## [Aim]
Rewrite the lines from the one containing "Autonomous forklift vision pipeline — detect the open" through the one containing "166,0,256,250", with "woman's hand" replaced by "person's hand" and nothing else altered.

## [Records]
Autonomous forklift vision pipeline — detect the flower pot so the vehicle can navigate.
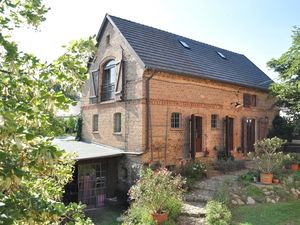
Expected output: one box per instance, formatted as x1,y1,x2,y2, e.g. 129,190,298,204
273,178,279,184
260,173,273,184
152,213,168,224
291,164,299,171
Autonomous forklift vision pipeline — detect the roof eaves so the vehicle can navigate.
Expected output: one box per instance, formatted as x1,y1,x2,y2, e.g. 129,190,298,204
146,65,269,92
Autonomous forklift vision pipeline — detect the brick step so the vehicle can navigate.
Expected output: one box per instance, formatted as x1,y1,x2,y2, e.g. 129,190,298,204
183,190,214,203
177,216,205,225
181,202,206,218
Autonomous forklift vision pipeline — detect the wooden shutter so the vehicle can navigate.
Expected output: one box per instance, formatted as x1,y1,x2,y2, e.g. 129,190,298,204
190,114,196,160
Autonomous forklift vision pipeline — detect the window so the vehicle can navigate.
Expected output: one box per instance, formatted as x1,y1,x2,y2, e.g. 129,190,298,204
217,51,227,59
93,114,98,132
243,93,256,107
211,114,218,128
179,41,190,49
171,113,180,128
114,113,122,133
101,60,116,101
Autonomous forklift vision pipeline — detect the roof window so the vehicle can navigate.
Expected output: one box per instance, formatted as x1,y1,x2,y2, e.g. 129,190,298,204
179,41,190,49
217,51,227,59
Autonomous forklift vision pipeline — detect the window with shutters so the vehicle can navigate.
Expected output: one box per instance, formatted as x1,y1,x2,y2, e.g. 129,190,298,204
171,112,180,128
243,93,256,107
93,114,99,132
101,60,116,101
114,113,122,133
211,114,218,128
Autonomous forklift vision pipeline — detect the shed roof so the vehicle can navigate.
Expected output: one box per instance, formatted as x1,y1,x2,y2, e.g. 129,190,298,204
103,15,273,91
53,137,124,160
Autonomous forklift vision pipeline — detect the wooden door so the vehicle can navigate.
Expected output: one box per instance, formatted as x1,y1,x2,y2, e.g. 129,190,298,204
225,116,234,153
246,119,255,152
191,114,203,159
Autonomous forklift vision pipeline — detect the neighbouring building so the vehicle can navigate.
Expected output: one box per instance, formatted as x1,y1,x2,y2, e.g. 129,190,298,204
57,15,278,207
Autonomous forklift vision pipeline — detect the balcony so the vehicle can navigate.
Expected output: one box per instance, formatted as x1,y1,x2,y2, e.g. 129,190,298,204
101,83,115,101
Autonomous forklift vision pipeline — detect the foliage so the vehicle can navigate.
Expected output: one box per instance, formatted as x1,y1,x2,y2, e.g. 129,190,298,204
214,159,246,173
129,168,183,213
75,117,83,141
238,170,259,186
249,137,286,173
206,201,231,225
0,0,94,224
232,201,300,225
125,168,184,224
213,182,230,206
217,148,234,161
179,161,206,189
268,27,300,121
268,115,295,141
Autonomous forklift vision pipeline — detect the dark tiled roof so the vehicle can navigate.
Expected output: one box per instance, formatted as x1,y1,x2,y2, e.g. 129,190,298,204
109,16,273,90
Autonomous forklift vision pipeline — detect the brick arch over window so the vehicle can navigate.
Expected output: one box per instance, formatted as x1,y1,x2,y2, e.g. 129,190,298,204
101,59,117,101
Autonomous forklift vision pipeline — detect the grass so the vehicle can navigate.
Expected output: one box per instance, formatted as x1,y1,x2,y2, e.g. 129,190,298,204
232,201,300,225
85,207,124,225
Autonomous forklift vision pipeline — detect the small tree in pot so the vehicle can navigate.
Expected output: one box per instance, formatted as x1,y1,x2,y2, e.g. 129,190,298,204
249,137,286,184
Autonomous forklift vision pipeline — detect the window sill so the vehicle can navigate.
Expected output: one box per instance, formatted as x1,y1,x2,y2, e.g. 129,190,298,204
100,99,116,105
170,127,183,131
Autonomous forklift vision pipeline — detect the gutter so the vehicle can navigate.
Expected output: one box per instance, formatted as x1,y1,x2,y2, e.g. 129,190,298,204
145,70,155,160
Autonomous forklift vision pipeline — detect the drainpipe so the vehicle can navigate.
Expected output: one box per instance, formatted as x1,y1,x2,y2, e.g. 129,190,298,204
145,70,155,160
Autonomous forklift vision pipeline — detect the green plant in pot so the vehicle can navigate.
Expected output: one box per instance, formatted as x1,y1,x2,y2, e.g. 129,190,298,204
129,168,184,224
290,153,300,171
249,137,286,184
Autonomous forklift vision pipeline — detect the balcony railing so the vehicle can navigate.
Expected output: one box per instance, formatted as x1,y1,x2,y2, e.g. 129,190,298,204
101,83,115,101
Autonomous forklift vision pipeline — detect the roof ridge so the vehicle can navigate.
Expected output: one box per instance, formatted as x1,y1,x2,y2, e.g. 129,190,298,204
107,14,244,56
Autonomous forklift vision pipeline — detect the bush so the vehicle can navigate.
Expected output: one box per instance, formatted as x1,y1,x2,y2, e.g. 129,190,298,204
179,161,206,189
214,160,246,173
238,170,259,186
213,183,230,205
125,168,184,224
206,201,231,225
217,149,234,161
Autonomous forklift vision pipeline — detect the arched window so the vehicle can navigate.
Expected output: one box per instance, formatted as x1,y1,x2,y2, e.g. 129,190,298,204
101,60,116,101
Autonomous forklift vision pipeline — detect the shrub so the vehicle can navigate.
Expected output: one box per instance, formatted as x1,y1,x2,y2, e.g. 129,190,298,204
125,168,184,224
217,149,234,161
179,161,206,189
214,160,246,173
238,170,259,186
206,201,231,225
213,183,230,205
249,137,287,173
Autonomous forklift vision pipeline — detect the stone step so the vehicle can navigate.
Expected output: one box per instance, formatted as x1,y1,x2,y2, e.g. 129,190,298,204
183,190,214,203
181,202,206,218
177,216,205,225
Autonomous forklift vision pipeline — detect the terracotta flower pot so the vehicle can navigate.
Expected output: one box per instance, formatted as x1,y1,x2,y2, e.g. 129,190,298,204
260,173,273,184
291,164,299,171
273,178,279,184
152,213,168,224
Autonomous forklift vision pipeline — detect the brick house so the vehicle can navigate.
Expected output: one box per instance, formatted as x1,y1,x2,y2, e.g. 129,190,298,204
74,15,277,206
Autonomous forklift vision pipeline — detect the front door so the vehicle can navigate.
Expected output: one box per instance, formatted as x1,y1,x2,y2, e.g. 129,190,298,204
246,119,255,152
225,116,233,153
191,114,203,159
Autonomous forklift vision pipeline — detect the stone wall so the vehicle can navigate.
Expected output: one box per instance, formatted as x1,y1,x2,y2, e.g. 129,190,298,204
143,72,277,165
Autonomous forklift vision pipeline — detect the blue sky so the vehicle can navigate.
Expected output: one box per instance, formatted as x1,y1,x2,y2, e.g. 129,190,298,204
14,0,300,79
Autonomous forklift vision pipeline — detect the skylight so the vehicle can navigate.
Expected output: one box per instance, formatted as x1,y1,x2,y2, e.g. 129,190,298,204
179,41,190,49
217,51,227,59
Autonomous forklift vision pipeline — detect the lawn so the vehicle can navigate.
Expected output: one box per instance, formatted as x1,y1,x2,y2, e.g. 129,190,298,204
232,201,300,225
85,207,125,225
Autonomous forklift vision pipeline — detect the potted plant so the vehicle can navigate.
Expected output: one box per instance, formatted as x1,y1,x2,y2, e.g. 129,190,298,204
250,137,285,184
129,168,184,224
290,153,300,171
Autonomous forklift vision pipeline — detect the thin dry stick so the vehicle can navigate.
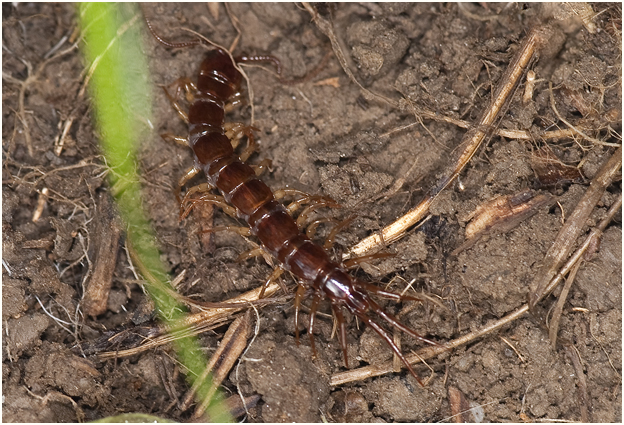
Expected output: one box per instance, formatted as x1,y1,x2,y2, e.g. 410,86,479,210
182,313,251,418
98,280,280,360
330,194,622,386
348,26,550,257
529,146,622,308
302,2,399,108
548,261,582,349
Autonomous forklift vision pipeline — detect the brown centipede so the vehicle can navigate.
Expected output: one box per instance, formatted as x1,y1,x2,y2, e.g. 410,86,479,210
148,22,437,385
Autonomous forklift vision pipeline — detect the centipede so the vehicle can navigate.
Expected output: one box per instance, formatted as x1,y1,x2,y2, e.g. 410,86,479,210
147,21,438,385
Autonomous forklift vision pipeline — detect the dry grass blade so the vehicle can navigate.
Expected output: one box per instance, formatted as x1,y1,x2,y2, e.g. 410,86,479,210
548,261,581,349
330,194,622,386
348,26,549,256
529,147,622,308
182,311,251,419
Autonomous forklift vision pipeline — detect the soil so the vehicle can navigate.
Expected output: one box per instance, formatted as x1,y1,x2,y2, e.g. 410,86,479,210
2,3,622,422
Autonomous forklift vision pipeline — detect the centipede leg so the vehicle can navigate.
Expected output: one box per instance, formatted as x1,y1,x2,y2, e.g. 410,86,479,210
201,226,251,236
236,247,265,262
332,305,349,368
358,314,424,387
163,83,188,124
180,183,236,220
160,133,188,147
250,158,273,177
258,267,288,298
174,166,201,205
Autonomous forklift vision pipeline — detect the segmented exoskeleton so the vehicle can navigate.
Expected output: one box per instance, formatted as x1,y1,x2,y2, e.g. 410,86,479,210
166,46,435,382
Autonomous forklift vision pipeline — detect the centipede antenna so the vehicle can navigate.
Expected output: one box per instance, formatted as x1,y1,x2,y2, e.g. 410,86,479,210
144,16,202,49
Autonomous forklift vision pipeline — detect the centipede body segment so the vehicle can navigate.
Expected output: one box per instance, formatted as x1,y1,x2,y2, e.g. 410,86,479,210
166,44,435,382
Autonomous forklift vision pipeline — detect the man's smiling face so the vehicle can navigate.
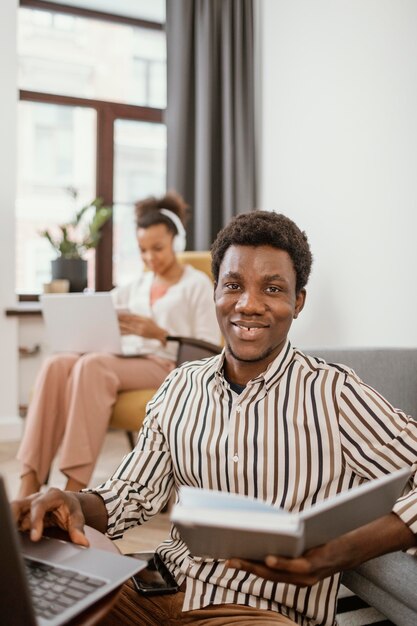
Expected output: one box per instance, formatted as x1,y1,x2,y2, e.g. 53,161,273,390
214,246,305,384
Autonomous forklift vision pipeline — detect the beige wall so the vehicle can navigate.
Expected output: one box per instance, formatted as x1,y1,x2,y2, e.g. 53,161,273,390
260,0,417,347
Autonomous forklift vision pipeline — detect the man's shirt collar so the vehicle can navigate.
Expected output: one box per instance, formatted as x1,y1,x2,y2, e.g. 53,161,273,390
215,339,294,391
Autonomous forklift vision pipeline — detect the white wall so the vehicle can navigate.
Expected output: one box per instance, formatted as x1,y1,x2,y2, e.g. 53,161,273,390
259,0,417,347
0,0,20,440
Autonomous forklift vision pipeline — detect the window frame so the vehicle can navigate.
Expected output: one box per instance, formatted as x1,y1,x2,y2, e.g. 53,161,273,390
18,0,165,301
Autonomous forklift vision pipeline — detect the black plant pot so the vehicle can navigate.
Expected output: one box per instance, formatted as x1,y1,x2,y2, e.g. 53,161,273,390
51,256,87,291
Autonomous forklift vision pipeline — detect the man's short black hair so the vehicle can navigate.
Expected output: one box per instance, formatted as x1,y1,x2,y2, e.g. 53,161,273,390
211,211,313,293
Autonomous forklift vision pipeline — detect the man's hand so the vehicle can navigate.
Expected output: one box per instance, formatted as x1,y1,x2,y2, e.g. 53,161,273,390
226,513,416,587
11,489,89,546
118,313,167,343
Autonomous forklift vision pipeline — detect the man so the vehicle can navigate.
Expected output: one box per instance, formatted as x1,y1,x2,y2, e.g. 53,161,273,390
13,211,417,626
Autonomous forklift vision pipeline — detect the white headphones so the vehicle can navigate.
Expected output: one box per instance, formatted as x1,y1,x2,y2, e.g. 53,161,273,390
159,209,187,252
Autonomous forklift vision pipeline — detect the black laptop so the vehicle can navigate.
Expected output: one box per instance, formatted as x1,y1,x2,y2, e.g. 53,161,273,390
0,476,146,626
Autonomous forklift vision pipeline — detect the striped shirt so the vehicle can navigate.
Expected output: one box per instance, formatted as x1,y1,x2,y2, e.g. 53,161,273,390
95,342,417,626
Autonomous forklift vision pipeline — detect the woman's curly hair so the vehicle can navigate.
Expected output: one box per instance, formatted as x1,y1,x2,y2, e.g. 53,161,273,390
211,211,313,293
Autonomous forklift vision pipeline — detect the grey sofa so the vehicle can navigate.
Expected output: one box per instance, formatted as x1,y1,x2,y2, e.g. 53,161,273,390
305,348,417,626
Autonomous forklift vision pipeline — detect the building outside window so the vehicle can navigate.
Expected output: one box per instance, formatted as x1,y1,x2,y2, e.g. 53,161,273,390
16,0,166,294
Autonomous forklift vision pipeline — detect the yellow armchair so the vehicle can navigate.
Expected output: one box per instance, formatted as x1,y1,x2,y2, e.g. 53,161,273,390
109,251,221,449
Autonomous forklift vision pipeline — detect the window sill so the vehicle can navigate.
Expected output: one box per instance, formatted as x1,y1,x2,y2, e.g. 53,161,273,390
5,302,42,317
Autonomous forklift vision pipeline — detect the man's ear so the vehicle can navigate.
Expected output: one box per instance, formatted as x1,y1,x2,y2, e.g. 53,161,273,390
293,288,307,320
213,280,217,300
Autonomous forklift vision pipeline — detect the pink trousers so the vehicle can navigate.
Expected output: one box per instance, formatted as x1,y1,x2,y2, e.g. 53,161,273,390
17,352,174,485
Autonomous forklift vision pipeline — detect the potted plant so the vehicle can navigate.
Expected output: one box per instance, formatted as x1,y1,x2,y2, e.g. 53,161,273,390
40,198,112,291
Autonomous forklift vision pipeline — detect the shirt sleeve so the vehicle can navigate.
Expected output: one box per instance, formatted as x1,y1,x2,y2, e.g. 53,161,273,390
339,372,417,540
88,370,176,539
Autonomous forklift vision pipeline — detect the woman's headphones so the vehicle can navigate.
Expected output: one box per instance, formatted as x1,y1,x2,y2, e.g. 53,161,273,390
159,209,187,252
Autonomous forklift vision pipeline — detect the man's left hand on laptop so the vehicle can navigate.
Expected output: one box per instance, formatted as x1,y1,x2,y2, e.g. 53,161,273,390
11,488,107,546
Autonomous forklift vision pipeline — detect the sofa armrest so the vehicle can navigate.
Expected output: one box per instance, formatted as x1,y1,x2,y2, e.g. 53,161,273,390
342,552,417,626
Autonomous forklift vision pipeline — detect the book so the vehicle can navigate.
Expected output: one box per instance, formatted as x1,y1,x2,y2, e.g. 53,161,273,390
171,468,411,560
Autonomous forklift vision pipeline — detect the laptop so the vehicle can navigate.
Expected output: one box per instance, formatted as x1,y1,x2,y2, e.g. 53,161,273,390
41,292,133,356
0,476,147,626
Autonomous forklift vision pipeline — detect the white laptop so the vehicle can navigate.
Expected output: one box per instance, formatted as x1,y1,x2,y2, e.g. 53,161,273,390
40,292,137,356
0,476,147,626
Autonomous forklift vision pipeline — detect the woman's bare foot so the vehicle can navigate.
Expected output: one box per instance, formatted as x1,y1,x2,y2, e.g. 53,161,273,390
65,478,87,491
17,471,41,499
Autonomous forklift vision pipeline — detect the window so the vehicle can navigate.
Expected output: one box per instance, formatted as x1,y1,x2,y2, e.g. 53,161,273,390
16,0,166,294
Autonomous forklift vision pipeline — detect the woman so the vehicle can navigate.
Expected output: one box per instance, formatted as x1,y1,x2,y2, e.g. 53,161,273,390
17,193,220,497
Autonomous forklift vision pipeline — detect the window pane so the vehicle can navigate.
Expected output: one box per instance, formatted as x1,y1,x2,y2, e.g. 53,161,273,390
18,8,166,108
39,0,165,23
16,102,96,293
113,120,166,285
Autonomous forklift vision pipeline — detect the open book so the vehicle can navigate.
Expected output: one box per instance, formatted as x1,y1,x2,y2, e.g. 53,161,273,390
171,468,411,560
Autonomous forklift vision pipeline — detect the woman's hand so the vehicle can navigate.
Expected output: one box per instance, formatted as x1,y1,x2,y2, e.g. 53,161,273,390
118,313,168,345
10,489,89,546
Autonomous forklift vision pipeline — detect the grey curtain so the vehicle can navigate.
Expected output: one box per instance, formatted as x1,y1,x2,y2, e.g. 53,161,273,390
166,0,256,250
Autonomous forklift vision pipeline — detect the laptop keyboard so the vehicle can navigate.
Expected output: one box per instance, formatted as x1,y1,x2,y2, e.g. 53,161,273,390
25,559,105,619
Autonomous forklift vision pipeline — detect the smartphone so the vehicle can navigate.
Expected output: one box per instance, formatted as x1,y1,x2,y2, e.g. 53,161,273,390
127,552,178,596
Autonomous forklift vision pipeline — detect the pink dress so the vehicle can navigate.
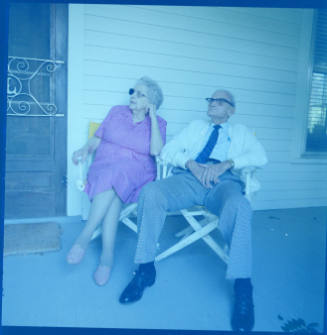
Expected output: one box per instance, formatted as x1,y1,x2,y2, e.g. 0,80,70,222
85,106,167,203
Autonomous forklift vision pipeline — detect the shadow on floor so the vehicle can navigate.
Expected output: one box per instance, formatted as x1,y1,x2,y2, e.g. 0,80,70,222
2,208,327,331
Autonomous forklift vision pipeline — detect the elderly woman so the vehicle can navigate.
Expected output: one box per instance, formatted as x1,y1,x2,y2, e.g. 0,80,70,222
67,77,166,285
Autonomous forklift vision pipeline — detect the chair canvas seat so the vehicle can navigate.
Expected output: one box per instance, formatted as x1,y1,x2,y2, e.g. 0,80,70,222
79,122,256,263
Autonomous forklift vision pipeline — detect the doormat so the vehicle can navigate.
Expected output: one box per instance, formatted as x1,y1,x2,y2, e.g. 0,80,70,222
3,222,61,256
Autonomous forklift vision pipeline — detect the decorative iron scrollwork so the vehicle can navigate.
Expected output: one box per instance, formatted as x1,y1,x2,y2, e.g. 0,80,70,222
7,56,64,116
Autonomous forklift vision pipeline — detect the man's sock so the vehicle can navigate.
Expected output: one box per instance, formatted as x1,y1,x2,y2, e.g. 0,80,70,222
139,262,155,273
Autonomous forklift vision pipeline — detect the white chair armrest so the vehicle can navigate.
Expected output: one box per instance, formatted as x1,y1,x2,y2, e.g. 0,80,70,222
156,156,173,180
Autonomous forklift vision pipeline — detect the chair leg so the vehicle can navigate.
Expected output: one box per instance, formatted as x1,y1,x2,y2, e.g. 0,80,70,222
181,209,229,263
175,226,194,237
155,222,217,261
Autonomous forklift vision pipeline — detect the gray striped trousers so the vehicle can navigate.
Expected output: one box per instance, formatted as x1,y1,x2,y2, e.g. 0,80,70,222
135,169,252,279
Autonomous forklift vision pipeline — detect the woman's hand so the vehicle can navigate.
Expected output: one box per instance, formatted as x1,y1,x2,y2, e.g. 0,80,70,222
72,147,88,165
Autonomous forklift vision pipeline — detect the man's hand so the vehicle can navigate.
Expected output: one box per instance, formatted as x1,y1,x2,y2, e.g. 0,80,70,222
200,161,233,188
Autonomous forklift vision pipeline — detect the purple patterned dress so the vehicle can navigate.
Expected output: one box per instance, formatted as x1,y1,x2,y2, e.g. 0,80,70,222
85,106,167,203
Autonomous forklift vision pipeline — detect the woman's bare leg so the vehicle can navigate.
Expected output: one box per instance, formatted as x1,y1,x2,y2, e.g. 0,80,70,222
67,189,116,264
94,194,123,285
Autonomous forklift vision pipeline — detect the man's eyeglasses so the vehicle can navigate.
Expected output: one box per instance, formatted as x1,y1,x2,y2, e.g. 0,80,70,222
206,98,235,107
128,88,146,98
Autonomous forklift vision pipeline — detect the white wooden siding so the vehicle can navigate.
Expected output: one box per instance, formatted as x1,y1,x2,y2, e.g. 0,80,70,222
67,5,327,215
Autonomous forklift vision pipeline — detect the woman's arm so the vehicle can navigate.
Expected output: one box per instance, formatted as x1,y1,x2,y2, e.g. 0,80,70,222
72,136,101,164
149,105,163,156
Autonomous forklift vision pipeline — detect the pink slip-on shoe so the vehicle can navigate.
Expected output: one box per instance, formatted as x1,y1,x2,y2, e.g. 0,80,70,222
67,244,85,264
94,265,110,286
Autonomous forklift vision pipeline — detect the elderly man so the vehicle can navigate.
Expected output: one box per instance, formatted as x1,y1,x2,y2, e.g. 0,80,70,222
120,90,267,331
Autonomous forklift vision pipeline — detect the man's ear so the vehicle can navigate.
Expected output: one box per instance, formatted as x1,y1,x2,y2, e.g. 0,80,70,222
228,107,235,116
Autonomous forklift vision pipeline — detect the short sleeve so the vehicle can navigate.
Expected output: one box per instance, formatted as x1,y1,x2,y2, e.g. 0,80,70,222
94,107,115,138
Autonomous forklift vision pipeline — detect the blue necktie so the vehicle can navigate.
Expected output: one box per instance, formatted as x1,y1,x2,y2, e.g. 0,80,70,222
195,124,221,163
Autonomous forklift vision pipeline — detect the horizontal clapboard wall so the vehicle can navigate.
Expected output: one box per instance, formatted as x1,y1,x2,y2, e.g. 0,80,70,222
67,5,327,215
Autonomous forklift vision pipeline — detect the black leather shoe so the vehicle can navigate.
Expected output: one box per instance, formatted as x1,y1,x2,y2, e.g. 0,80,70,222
231,287,254,332
119,268,156,304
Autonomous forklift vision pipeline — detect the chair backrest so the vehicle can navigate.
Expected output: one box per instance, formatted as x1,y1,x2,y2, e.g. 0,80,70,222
89,121,101,138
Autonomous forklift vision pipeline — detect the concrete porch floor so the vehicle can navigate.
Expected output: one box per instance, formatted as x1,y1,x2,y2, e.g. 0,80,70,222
2,207,327,331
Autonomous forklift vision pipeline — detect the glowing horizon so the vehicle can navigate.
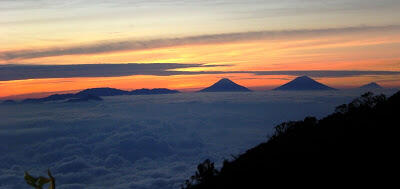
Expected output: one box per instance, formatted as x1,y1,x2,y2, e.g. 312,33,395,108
0,0,400,98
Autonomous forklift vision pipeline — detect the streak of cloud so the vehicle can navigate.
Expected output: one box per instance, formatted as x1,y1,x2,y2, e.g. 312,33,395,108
0,25,400,61
0,63,400,81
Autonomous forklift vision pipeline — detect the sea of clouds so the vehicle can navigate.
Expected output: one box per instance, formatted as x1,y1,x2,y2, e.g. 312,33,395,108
0,91,393,189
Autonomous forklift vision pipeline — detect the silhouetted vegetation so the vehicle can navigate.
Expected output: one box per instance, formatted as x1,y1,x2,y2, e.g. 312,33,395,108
183,92,400,189
24,170,56,189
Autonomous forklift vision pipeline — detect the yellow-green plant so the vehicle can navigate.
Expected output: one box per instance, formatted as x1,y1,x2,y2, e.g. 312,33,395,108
24,170,56,189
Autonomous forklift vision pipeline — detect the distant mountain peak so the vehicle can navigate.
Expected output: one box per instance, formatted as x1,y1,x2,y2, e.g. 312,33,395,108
274,76,335,91
199,78,251,92
360,82,383,89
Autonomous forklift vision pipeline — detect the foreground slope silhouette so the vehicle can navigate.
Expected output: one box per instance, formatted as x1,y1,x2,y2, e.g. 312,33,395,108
182,92,400,189
199,78,251,92
274,76,336,91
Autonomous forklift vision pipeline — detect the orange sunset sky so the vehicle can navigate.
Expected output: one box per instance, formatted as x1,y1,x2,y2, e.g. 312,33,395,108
0,0,400,98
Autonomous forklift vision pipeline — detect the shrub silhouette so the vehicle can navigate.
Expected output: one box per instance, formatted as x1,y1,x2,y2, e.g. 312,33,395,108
24,170,56,189
182,159,218,188
184,92,400,189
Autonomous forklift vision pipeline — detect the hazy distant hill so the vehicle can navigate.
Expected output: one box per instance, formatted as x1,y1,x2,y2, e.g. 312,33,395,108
22,87,179,103
129,88,180,95
359,82,383,90
66,94,103,103
183,92,400,189
274,76,336,91
199,78,251,92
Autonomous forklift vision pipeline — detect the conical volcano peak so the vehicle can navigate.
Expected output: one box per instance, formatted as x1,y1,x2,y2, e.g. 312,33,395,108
296,75,313,80
216,78,235,84
275,76,334,91
199,78,250,92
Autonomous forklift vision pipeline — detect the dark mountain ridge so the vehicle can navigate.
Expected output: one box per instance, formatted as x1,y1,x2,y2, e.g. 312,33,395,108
199,78,251,92
274,76,336,91
22,87,179,103
359,82,383,90
182,92,400,189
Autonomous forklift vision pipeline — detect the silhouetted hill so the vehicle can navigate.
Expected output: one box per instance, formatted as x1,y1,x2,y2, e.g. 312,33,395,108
199,78,251,92
75,87,129,97
129,88,180,95
66,94,103,103
274,76,335,91
22,88,179,103
359,82,383,90
183,92,400,189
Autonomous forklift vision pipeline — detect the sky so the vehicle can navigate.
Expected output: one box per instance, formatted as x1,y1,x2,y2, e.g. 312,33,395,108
0,0,400,98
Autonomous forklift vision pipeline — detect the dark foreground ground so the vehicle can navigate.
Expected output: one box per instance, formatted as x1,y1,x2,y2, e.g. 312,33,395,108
183,92,400,189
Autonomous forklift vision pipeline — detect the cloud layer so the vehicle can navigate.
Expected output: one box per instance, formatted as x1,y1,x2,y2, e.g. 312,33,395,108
0,63,400,81
0,25,400,61
0,91,384,189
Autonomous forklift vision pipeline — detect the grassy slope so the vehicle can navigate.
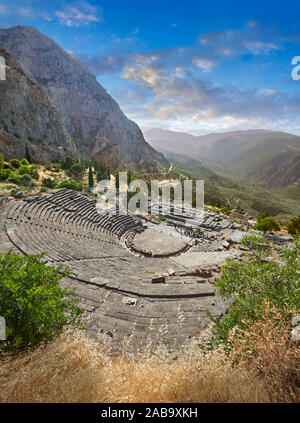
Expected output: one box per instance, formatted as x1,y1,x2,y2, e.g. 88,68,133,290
163,153,300,221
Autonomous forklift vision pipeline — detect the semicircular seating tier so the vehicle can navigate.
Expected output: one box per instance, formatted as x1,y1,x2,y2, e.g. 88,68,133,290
0,189,236,348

## [Result]
Autonomous forklift vision pipeline — detect the open book so the vehicle can navigate.
Expected output: one box per instance, formatted as x1,y1,x2,y2, e.g. 53,161,273,390
171,468,411,560
Autonomous forklift vision pipeline — detect the person's hand so the vehicle can navigate.
Expected output: one box per instance, formatted as x1,y1,x2,y2, e.g. 53,161,273,390
118,313,168,345
10,489,89,546
Autonomous forklift vision pipeline — detect the grey curtain so the vehicle can navigate.
Expected output: one box per instance, formatted as x1,y1,x2,y2, e.g. 53,161,273,390
166,0,256,250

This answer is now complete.